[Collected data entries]
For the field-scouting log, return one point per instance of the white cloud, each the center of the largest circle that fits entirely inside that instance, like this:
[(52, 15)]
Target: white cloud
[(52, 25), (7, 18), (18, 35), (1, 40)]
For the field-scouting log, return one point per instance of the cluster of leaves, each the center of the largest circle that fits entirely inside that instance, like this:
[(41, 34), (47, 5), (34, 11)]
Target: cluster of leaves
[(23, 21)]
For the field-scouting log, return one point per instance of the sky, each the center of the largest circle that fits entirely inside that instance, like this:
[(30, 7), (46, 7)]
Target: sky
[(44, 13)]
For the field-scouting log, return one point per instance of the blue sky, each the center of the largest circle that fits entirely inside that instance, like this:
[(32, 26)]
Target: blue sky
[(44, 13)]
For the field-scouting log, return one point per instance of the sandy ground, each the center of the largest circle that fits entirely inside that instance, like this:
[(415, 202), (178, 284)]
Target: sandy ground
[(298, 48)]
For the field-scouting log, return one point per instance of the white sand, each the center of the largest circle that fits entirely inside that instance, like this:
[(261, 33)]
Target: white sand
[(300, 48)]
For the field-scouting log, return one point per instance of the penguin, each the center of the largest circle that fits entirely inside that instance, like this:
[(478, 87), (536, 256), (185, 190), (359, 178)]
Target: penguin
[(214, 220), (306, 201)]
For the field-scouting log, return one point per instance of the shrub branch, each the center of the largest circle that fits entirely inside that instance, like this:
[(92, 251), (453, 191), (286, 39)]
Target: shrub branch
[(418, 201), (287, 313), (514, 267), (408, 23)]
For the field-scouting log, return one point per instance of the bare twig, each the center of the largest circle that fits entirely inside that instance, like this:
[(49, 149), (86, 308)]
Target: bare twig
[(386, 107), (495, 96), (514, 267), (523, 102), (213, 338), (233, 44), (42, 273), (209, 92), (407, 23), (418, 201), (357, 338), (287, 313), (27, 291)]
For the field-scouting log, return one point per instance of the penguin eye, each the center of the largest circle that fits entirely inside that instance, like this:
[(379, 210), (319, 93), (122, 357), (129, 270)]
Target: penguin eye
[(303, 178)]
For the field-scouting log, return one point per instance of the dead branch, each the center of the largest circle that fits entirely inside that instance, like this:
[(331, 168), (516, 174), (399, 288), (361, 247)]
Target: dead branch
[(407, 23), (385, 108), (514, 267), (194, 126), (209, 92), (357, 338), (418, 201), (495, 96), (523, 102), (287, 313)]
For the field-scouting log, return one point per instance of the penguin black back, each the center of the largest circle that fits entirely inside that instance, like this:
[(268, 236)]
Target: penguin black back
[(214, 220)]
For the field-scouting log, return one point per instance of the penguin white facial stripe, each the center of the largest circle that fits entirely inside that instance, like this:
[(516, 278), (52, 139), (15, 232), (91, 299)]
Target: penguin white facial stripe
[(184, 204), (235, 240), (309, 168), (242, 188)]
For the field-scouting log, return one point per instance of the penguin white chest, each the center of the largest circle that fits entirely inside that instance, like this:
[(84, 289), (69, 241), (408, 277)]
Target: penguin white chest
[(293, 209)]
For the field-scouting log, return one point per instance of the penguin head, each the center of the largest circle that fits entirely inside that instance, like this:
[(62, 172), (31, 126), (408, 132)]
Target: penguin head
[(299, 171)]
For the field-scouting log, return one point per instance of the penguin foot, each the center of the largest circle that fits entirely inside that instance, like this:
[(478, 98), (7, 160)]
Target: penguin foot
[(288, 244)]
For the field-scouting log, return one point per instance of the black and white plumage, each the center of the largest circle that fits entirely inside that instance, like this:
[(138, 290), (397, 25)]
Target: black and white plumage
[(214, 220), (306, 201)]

— DIRECTIONS —
Arrange the entries from the line containing "of the blue" through the line containing "[(298, 48)]" as a JSON list of strings, one string per line, leaving out blank lines.

— TASK ANSWER —
[
  "For the field-scouting log, return one point per instance of the blue sky, each the center of the largest circle that fits entirely inside that instance, like this:",
  "[(32, 26)]",
  "Target: blue sky",
  "[(44, 13)]",
  "For the field-scouting log, return one point per instance of the sandy ground, each the center of the largest circle that fits entirely inside that instance, like this:",
  "[(415, 202), (178, 284)]",
  "Target: sandy ground",
  "[(298, 48)]"
]